____ THE INPUT
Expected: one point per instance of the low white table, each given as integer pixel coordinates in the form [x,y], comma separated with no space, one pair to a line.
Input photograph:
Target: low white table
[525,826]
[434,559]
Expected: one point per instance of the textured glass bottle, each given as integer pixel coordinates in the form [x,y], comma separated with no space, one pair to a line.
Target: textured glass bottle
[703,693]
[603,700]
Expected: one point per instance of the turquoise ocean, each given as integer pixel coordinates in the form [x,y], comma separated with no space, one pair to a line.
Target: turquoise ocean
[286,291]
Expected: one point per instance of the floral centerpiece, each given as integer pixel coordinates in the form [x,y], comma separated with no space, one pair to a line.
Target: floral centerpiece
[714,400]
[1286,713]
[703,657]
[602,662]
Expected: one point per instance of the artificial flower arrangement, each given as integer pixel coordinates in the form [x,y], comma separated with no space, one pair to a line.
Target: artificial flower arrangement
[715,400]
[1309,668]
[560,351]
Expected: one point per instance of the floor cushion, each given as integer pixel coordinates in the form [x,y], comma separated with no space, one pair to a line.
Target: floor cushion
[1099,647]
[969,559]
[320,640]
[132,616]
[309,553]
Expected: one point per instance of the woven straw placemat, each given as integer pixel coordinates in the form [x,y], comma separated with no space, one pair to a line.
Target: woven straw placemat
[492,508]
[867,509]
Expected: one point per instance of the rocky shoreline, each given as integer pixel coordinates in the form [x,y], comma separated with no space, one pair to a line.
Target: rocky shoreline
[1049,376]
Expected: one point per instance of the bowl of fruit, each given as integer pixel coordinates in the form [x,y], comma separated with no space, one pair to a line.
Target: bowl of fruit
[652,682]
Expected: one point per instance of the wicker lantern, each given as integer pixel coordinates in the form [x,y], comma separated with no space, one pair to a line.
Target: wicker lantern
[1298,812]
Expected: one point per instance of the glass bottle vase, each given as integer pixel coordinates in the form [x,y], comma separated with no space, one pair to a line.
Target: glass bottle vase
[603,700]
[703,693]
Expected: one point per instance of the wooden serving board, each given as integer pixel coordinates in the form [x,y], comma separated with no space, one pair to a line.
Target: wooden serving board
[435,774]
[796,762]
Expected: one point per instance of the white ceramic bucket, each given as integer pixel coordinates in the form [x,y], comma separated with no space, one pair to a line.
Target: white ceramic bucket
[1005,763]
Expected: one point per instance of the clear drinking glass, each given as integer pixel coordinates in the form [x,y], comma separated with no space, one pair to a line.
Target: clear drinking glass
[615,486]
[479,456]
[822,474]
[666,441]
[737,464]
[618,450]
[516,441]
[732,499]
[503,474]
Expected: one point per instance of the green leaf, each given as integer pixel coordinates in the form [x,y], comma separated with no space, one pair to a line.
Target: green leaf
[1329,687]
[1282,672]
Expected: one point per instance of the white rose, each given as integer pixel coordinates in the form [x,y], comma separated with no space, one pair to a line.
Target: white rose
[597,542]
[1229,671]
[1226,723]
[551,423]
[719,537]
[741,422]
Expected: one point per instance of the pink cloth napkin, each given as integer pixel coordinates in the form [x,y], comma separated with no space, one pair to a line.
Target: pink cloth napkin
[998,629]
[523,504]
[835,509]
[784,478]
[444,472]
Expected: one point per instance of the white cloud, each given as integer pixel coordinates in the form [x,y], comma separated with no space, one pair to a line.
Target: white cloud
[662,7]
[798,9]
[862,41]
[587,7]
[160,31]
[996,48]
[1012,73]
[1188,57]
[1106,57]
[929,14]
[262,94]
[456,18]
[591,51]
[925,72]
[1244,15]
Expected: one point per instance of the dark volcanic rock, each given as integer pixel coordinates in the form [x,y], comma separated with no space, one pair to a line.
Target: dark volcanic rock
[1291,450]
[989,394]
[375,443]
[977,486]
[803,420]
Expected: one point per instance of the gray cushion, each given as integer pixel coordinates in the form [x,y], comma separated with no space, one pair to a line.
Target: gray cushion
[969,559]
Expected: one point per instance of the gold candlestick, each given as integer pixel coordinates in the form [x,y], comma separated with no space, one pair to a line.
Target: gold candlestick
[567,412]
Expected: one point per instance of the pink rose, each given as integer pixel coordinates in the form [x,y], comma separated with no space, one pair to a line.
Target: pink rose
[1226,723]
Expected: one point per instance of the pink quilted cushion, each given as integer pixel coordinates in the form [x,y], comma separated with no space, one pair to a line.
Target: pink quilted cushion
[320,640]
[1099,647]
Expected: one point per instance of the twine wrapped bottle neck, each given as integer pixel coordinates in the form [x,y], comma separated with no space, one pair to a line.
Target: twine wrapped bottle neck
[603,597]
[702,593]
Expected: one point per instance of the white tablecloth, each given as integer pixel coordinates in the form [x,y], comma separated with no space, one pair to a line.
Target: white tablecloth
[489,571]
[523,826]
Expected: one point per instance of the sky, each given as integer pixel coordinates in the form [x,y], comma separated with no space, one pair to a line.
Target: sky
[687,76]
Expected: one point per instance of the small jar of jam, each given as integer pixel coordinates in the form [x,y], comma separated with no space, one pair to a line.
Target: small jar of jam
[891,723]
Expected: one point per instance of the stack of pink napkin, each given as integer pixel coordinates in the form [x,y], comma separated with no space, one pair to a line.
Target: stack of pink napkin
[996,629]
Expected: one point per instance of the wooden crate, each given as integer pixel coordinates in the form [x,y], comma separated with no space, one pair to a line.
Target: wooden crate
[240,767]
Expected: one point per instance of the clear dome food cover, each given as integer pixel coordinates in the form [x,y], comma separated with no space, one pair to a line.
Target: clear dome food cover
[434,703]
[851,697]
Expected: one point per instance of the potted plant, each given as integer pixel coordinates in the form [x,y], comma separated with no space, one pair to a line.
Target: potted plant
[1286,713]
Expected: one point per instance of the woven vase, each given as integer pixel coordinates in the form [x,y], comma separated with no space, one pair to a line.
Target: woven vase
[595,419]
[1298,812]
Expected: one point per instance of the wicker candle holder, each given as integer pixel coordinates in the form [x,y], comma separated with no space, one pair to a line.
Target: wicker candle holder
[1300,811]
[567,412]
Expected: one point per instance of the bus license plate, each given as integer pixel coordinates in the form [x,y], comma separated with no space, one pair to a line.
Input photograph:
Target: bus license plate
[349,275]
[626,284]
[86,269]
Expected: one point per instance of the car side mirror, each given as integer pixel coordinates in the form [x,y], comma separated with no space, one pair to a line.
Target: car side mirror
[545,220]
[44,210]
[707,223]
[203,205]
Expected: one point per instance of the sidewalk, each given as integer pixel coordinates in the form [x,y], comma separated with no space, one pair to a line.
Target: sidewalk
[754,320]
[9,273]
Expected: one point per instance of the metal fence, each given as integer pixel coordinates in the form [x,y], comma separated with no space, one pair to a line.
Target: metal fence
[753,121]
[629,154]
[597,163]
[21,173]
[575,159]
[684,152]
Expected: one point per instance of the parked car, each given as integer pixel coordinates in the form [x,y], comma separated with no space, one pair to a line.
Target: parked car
________
> [TASK PROMPT]:
Repeat the records above exactly, leaving none out.

> [ANSWER TO THE EXERCISE]:
Expected: one point per instance of the low white table, each given as integer pixel coordinates in the form [x,y], comma separated with no space, one pair to a line.
Input photograph:
Target: low white table
[525,826]
[434,559]
Expected: one point per instance of the textured glass bottle, each given as integer pixel coordinates in the form [x,y], comma separated with no space, one pair to a line.
Target: textured glass bottle
[703,693]
[603,700]
Expected: one point per instance of the turquoise ocean, each given as integer pixel coordinates in the form [x,y], comma separated with no space, one pair to a line.
Target: turquoise ocean
[286,291]
Expected: one point per instance of the floral centerpiece, each given as integer pixel coordinates in the form [x,y], comma separated with no space, one pair to a line.
Target: floral centerpiece
[714,400]
[1286,713]
[703,657]
[602,662]
Expected: one point per instance of the artificial flower arrangement, each given as integer pixel coordinates in the form [x,y], comma separated with no space, one pair to a line.
Target: artificial flower arrangement
[715,400]
[1309,668]
[560,351]
Expected: one point per instance of the floor cushion, each given as integer pixel coordinates in the form [x,y], comma separated with no space, one pair to a line.
Target: floor cushion
[1099,647]
[969,559]
[320,640]
[132,616]
[309,553]
Expected: one point per instance of the woven straw placemat, each given as integer pixel coordinates in the form [x,y], comma separated with no space, one pair to a line.
Target: woven straw placemat
[492,508]
[867,509]
Expected: one point per instance of the rocky shoreline, each given as integer pixel coordinates in the form [x,y], comma separated with no space, one pair to a line.
Target: rocky shoreline
[1049,376]
Expected: one point per instance of the bowl of fruit, each given as integer pixel coordinates in the form [x,y], comma separated with no space, one pair to a line.
Target: bowl of fruit
[652,682]
Expected: one point per instance of the wicker lantern, each given as integer pixel coordinates in the form [x,y], comma separated with no space, one pair to a line.
Target: wicker lantern
[1298,812]
Expected: one point per instance of the glass bottle vase, each given as integer pixel coordinates in the form [x,y], comma separated with no space, one pair to a line.
Target: glass bottle vase
[603,700]
[703,693]
Expected: one point per instance of the wooden serving board, each given as integer pixel coordinates in the form [x,y], comma separated with no space, one pair to a line.
Target: wooden serving board
[435,774]
[796,762]
Expected: one point per instance of the white ceramic bucket, each given as integer pixel coordinates in the form [x,y], comma separated with no space, one pair to a line.
Target: white ceramic bucket
[1005,763]
Expected: one point per instance of the clear drinking glass, each given as integer pixel coordinates in the form [x,y], comma separated with no space, one pair to a line.
Target: clear drinking glass
[615,486]
[479,456]
[822,474]
[666,441]
[737,464]
[618,450]
[516,441]
[732,499]
[503,474]
Expected: one point per instance of the green leaf, each given as integer pixel coordinates in the form [x,y], comma separated with no space, one pair to a line.
Target: green leaf
[1329,687]
[1282,672]
Expected: one point per instance of the white rose, each given as integer pixel coordinates in the form [x,y], comma separated with no space, one pair to a line.
Target: white rose
[597,542]
[1229,671]
[1226,723]
[551,423]
[719,537]
[741,422]
Expected: one point per instance of the pink cloth napkin, each given as integer pixel coordinates in the form [x,y], comma separated with no space, one pair to a line.
Target: pink cloth napkin
[998,629]
[523,504]
[835,509]
[784,478]
[444,472]
Expected: one point per instance of the white cloud, each given as integer pixel coordinates in the form [x,y], comma separated with no space, one pair to a line.
Target: white cloud
[662,7]
[798,9]
[862,41]
[587,7]
[160,31]
[996,48]
[1012,73]
[1188,57]
[1106,57]
[929,14]
[262,94]
[456,18]
[591,51]
[925,72]
[1244,15]
Expected: one point per instance of the dark volcanic rock, each given as integer pixel coordinates in the form [x,y], comma separated with no space, one pair to a line.
Target: dark volcanic rock
[1291,450]
[989,394]
[375,443]
[977,486]
[803,420]
Expected: one point per instance of the gray cushion, each given as integer pixel coordinates in the form [x,y], comma separated with no space, one pair to a line.
Target: gray cushion
[969,559]
Expected: one point per instance of the gold candlestick, each given as integer pixel coordinates in the form [x,y], comma separated with no space, one pair to a line.
Target: gold candlestick
[567,412]
Expected: one point per instance of the pink rose, each given as integer pixel coordinates in the form [x,y], comma separated with no space, one pair to a line.
Target: pink rose
[1226,723]
Expected: one point per instance of the pink quilted cushion, each given as integer pixel coordinates in the form [x,y], comma separated with no space, one pair to a line.
Target: pink quilted cushion
[320,640]
[1099,647]
Expected: one point per instance of the twine wrapped bottle neck, each given as integer pixel coordinates in the form [x,y], comma separated with no space, one pair to a line.
Target: twine wrapped bottle neck
[603,597]
[702,593]
Expected: one point per instance of the white tablecloth, each given as integer pixel coordinates in the form [x,y], comma separated with no space, one pair to a line.
Target: white tablecloth
[489,571]
[523,826]
Expected: one point per instance of the sky, each given as integer pixel coordinates in the form [x,y], comma separated with no space, one pair to a line.
Target: sky
[687,76]
Expected: one point per instance of the small jar of jam, each given as integer pixel coordinates in the form [x,y], comma separated with no space, one pair to a line.
Target: small jar of jam
[891,723]
Expected: one point per instance of the stack of pink napkin, each given as integer pixel coordinates in the form [x,y], comma separated with no space, one pair to a line.
Target: stack of pink napkin
[996,629]
Expected: one point per instance of the wooden crate, each given as integer pixel coordinates in the form [x,y], comma separated with no space, one pair to a line.
Target: wooden crate
[240,767]
Expected: one point per instance of the clear dome food cover, each given as integer pixel coordinates in the form [x,y], comma separated with no space, one pair to a line.
Target: clear dome food cover
[434,703]
[851,697]
Expected: one point per instance of the potted plant, each given as integer pixel coordinates in the form [x,y], comma separated with no space, one pair to a line.
Target: potted plant
[1286,713]
Expected: one point per instance of the woven vase, each given as integer pixel coordinates in the form [x,y], comma separated with no space, one pair to a line.
Target: woven vase
[595,419]
[1298,812]
Expected: one point per instance of the wicker candle holder, each given as integer pixel coordinates in the form [x,y], comma separated with no space, one pair to a line.
Target: wicker candle holder
[1300,811]
[567,412]
Expected: one point per instance of the bus license plate, each given as integer pixel coordinates in the form [x,y], comma separated with no space, one pair to a line.
Input photograph:
Target: bus license plate
[349,275]
[626,284]
[86,269]
Expected: one point per instance of the car side mirror, each given as integer pixel coordinates in the form [x,y], comma separated with no space, one pair to a line.
Target: car side mirror
[545,220]
[44,210]
[707,223]
[203,205]
Expected: one point per instance of the sidewalk, each given as integer pixel coordinates in the form [x,y], comma separated with no space, one pair to a line.
Target: sidewalk
[754,320]
[9,273]
Expected: one point per instance of the metal fence, each given as integer pixel coordinates in the form [x,y], comma separated with no space, one pair to a line.
Target: metal fence
[753,121]
[629,154]
[597,163]
[21,173]
[575,159]
[684,152]
Expected: one point per instance of the parked car, each given as integer pixel coordinates in the form [x,y], comma separated with no space, one pair to a line.
Target: parked car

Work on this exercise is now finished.